What to work on: From the line that includes "it: point(347, 197)." to the closing line of the data, please transcribe every line exactly and add nothing.

(Point-per-instance localization data)
---
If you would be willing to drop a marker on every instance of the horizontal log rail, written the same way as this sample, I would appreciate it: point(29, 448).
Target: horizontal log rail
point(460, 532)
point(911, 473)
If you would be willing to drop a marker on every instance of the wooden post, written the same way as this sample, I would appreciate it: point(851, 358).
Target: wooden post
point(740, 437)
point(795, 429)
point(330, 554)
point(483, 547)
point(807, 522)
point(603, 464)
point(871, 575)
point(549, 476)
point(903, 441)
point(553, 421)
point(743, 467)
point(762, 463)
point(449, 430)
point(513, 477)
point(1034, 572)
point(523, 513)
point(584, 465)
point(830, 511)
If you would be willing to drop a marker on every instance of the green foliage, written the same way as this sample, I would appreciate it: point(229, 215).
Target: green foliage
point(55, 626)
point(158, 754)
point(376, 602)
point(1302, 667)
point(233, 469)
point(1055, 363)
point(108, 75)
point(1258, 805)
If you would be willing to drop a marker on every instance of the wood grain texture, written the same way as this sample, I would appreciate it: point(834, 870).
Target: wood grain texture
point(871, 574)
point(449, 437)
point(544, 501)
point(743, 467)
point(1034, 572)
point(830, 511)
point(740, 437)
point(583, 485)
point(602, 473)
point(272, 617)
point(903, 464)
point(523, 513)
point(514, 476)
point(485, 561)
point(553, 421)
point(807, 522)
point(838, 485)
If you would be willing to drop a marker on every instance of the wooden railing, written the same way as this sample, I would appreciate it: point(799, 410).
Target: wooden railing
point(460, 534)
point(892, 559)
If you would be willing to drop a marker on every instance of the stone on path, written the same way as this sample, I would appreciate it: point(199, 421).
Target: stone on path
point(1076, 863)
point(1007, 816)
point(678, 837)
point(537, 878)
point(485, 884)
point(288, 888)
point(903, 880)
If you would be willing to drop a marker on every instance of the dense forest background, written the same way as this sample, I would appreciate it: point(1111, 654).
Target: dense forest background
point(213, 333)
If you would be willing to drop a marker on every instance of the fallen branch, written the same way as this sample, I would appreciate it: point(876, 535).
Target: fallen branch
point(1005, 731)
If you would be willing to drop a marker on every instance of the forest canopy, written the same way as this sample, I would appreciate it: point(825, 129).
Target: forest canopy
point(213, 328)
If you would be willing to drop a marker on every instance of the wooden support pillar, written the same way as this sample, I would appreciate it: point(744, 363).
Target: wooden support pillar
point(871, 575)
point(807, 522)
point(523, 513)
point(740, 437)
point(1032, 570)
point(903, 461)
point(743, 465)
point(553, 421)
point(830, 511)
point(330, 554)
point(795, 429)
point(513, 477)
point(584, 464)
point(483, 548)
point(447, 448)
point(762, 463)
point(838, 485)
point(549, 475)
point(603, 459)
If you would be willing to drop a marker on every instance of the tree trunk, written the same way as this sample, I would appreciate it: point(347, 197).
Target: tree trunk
---
Result:
If you would be willing to drop a marker on every instance of the tree trunk, written the same way as this sample, I would appreciate it: point(347, 197).
Target: tree trunk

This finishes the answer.